Your task:
Output all lines exactly.

Raw data:
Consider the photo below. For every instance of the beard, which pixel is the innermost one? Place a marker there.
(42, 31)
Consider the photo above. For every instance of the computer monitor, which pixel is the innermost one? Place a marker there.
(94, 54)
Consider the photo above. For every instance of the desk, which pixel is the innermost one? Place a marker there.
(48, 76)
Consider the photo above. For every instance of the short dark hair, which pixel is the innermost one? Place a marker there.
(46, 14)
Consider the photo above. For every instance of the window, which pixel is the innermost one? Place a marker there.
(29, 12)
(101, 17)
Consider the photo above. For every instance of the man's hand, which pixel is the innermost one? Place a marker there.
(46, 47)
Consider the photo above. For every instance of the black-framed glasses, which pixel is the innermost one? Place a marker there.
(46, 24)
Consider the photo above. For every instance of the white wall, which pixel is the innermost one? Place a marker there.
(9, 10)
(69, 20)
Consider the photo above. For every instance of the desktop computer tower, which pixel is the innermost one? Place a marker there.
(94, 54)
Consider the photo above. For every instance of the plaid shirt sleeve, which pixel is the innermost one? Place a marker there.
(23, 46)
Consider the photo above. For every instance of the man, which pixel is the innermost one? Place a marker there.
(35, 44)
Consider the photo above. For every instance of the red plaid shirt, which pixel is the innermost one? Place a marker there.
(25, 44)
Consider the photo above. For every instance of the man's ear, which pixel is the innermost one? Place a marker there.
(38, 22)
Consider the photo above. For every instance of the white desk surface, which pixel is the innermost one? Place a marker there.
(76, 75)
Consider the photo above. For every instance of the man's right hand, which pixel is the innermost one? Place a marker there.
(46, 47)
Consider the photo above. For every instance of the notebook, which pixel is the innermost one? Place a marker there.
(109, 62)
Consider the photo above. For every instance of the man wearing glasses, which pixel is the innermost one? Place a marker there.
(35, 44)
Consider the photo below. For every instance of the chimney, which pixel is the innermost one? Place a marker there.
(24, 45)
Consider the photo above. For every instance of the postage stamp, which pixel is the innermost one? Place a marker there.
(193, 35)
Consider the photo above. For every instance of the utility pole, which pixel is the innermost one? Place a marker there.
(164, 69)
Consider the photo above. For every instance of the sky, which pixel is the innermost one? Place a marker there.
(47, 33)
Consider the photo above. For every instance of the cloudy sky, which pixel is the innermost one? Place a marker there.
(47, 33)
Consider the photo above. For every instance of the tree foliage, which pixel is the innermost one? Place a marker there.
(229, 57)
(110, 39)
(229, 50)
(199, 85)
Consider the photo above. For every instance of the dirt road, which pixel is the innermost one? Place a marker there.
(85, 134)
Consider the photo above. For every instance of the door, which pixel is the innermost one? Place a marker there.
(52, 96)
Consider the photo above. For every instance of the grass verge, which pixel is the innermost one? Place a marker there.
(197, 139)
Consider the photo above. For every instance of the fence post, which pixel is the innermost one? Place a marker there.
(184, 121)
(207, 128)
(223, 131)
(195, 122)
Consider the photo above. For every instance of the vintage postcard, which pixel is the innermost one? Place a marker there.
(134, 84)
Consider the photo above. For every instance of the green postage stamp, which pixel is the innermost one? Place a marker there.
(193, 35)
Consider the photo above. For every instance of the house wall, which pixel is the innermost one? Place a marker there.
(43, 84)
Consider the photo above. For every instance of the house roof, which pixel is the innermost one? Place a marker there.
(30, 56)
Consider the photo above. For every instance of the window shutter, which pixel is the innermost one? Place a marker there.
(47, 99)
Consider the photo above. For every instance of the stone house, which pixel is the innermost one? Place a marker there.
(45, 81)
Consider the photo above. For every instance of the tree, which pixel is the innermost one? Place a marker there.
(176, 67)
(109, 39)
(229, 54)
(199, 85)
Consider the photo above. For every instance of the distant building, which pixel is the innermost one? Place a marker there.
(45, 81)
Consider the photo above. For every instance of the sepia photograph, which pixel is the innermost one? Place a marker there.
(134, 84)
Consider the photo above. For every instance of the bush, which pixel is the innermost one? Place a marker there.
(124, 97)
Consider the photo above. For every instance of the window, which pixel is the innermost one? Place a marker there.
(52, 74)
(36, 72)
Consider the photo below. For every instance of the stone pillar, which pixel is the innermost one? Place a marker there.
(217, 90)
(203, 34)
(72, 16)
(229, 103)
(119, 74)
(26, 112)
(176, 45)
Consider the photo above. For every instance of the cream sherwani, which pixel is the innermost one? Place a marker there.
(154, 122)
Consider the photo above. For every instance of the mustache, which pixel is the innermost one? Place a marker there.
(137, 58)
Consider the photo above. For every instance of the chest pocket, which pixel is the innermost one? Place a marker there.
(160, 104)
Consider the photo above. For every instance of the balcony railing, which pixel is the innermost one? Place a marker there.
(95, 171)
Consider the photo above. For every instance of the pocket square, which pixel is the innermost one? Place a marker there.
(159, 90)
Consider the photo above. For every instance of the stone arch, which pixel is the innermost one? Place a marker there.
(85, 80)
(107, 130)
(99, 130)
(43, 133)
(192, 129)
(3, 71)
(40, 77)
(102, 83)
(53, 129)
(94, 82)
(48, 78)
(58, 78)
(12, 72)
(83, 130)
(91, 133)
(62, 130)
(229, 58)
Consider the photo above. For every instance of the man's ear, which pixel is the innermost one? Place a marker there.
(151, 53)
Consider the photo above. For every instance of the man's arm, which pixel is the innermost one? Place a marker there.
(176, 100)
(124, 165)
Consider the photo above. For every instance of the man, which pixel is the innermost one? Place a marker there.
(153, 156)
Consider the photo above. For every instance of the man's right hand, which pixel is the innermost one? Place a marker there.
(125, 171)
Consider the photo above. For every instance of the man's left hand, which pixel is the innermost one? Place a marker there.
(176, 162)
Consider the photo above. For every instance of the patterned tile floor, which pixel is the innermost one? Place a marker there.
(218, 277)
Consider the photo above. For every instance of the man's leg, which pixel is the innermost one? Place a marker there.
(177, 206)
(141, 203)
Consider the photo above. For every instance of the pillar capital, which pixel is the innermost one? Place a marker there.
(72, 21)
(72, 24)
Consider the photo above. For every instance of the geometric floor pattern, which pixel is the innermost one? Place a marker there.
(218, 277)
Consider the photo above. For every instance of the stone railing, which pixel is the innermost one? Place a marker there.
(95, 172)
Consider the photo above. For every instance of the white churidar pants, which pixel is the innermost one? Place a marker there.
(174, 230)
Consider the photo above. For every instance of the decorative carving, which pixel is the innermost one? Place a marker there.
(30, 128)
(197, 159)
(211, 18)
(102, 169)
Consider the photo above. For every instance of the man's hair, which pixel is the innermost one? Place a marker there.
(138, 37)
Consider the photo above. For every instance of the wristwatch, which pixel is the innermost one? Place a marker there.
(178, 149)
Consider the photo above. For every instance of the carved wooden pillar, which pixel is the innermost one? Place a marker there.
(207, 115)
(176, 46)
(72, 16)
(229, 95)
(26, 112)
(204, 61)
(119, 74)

Response to the task:
Consider the photo below. For every instance of the beard, which pixel is the innermost one? Place a marker there.
(42, 31)
Consider the photo above. For every instance of the computer monitor, which pixel is the innermost one? Place a marker there.
(94, 54)
Consider the photo above. For every instance of the desk, which pixel is the innermost one? Place a marker there.
(48, 76)
Consider the photo above. For every instance of the short dark hair, which pixel is the innermost one? Place a marker there.
(46, 14)
Consider the photo above. For every instance of the window, which pixel is the innermost one? Place a marker there.
(29, 12)
(101, 17)
Consider the photo above. For every instance of the man's hand, which pixel is the innermost one? Place a marker there.
(46, 47)
Consider the photo above. For every instance of the black-framed glasses, which pixel is the innermost one? Place a marker there.
(46, 24)
Consider the photo above. For every instance of the white wall, which pixel is the innermost one? Place a marker there.
(9, 10)
(69, 20)
Consider the photo above. For every instance of the desktop computer tower, which pixel is the innermost one? Place a marker there.
(94, 54)
Consider the photo above. For every instance of the plaid shirt sleeve, which pixel is the innermost one? Place a marker there.
(23, 46)
Consider the photo above. For every instance of the man, which pixel is the innermost one? Place a marker there.
(35, 44)
Consider the photo above. For every instance of the red plaid shirt, which pixel is the innermost one? Place a marker there.
(25, 44)
Consider the photo above. For every instance of the man's ear, which pixel is the innermost one? Place a marker there.
(38, 22)
Consider the photo above. For every instance of the white desk surface, which pixel is the innermost one? Place a marker there.
(76, 75)
Consider the photo above. For every instance of the man's right hand, which pixel is the innermost one? Place a marker there.
(46, 47)
Consider the photo above. For every instance of the notebook, which pixel is the innermost one? Place a marker there.
(109, 62)
Consider the photo above. For every instance of the man wearing glasses, which pixel is the innermost one? Place a marker there.
(35, 44)
Consider the photo below. For every instance of the chimney, which pixel is the innermost one? Place a marker there.
(24, 45)
Consider the photo above. For every instance of the postage stamp, which pixel is the innermost one? Place a marker there.
(193, 35)
Consider the photo above. For every instance of the utility pole, which pixel is the innermost one? Place a marker there.
(164, 69)
Consider the photo above. For every instance of the sky, which pixel is the innermost one? Place a marker there.
(47, 33)
Consider the photo above. For every instance of the cloudy sky, which pixel is the innermost one? Place a marker there.
(47, 33)
Consider the photo above. For every instance of the tree foliage, which pixel is the innermost one? Place a marker there.
(229, 57)
(110, 39)
(229, 50)
(199, 85)
Consider the photo above. For every instance of the dirt road, which pixel is the innermost one? Place a marker there.
(85, 134)
Consider the photo above. For every instance of the door, which pixel is the innermost one? Place a marker there.
(52, 96)
Consider the photo above. For every instance of the grass verge, which pixel is the innermost one? Place a marker there.
(197, 139)
Consider the photo above. For every instance of the fence post, which pixel is the innermost one? Place a marker there.
(184, 121)
(207, 128)
(223, 131)
(195, 122)
Consider the photo above. For every instance of the vintage postcard, which pixel is the innermost one? Place a marker there.
(134, 84)
Consider the photo above. For every instance of the green postage stamp, which pixel is the innermost one? Place a marker there.
(193, 35)
Consider the photo above. For every instance of the house wall, which pixel is the innermost one? Place a marker there.
(43, 84)
Consider the photo above. For every instance of the house roof, which pixel is the innermost one? Place a marker there.
(30, 56)
Consider the photo above. For every instance of the window shutter, which pixel is the innermost one? Place a marker there.
(47, 99)
Consider the photo above. For every instance of the stone house, which pixel is the innermost one? Place a marker there.
(45, 81)
Consider the photo above. For every instance of the tree, which pixel is the innermost one? Place a marker there.
(176, 67)
(109, 39)
(229, 54)
(199, 85)
Consider the photo above. For every instance of the distant building, which pixel is the innermost one? Place a marker there.
(45, 81)
Consider the photo above. For every instance of the sepia photograph, which pixel is the innermost one? Place a marker there.
(134, 84)
Consider the photo above. For every instance of the bush, which pixel is the innermost one? Place a marker there.
(124, 97)
Consider the photo above. For every instance of the window, which pixel is the innermost one? Place a marker there.
(52, 74)
(36, 72)
Consider the photo below. For every instance of the stone pillar, which pixel is the innermost one? Place a marker there.
(217, 90)
(203, 34)
(72, 16)
(229, 103)
(119, 74)
(26, 112)
(176, 45)
Consider the photo above. For every instance of the cream sherwani, which pixel is the innermost one? Place a marker there.
(154, 122)
Consider the photo above. For every instance of the mustache, which pixel is the innermost one? Place a marker there.
(137, 58)
Consider the photo above. For every instance of the chest pocket, which pixel is the innermost one? Place a marker there.
(160, 104)
Consider the photo above. For every instance of the balcony railing, which pixel is the innermost one? Place a marker there.
(95, 171)
Consider the photo above. For every instance of the pocket square, which pixel is the innermost one? Place a marker there.
(159, 90)
Consider the photo above. For every instance of the stone arch, which pixel is the innermost one? Place a marker there.
(85, 80)
(107, 130)
(99, 130)
(43, 133)
(192, 129)
(3, 71)
(40, 77)
(102, 83)
(53, 129)
(94, 82)
(48, 78)
(58, 78)
(12, 72)
(83, 130)
(91, 133)
(62, 130)
(229, 58)
Consider the photo above. For every instance of the man's ear, which pixel is the innermost one? Place a marker there.
(151, 53)
Consider the photo above. For every instance of the man's arm, which pixel is the innermost one? Place a marker there.
(176, 100)
(124, 165)
Consider the photo above. For every instance of the man, which pixel is the innermost one? Place a marker there.
(153, 156)
Consider the photo above. For every instance of the man's right hand, which pixel is the innermost one? Place a marker there.
(125, 171)
Consider the photo above. For every instance of the man's left hand, which pixel is the innermost one? Place a marker there.
(176, 162)
Consider the photo above. For every instance of the patterned tile floor, which pixel is the innermost one? Place a marker there.
(218, 277)
Consider the photo above. For every instance of the man's leg, which pixel is the innermost one? Place a marker there.
(177, 206)
(141, 203)
Consider the photo above. For every instance of the pillar capital, which pixel is the innermost one? Place a marker there.
(72, 21)
(72, 24)
Consider the photo above. For every instance of the geometric floor pattern, which pixel is the innermost one? Place a marker there.
(218, 277)
Consider the photo above. For every instance of the stone railing, which pixel is the innermost one? Place a marker there.
(95, 172)
Consider the photo above. For every instance of the white churidar pants, which pixel is the innermost one? Place a marker there.
(174, 230)
Consider the photo above. For every instance of the decorative carving, which pixel is the innermost one? Place a marker there.
(30, 128)
(197, 159)
(211, 18)
(102, 169)
Consider the photo above. For every instance of the man's hair, which pixel is the innermost one? Place a marker there.
(138, 37)
Consider the photo above. For every instance of the wristwatch, which pixel is the innermost one? Place a marker there.
(178, 149)
Consider the photo above. For every instance of the carved wooden pillar, which pixel is the innermost one? Place a marker there.
(207, 115)
(176, 46)
(72, 16)
(229, 95)
(26, 112)
(204, 61)
(119, 74)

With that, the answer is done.